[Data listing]
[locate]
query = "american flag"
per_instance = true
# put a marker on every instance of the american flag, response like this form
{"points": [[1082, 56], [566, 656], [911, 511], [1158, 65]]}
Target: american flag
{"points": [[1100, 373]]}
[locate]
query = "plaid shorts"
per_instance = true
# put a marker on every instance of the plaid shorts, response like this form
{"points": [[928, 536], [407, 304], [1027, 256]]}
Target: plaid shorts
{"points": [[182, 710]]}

__WHAT YOU SHOULD DO__
Rewrite the records above with "Target" switched to "Object" wherever it appears, and keep every other character the same.

__EXERCISE ANSWER__
[locate]
query = "american flag"
per_instance = true
# put a marker on every instance of the american flag, response like this form
{"points": [[1082, 56], [566, 656], [911, 511], [1158, 65]]}
Object: american flag
{"points": [[1100, 373]]}
[locate]
query = "plaid shorts"
per_instance = true
# put a marker on every instance of the plaid shorts, response like this form
{"points": [[928, 536], [407, 304], [1027, 256]]}
Object: plaid shorts
{"points": [[182, 710]]}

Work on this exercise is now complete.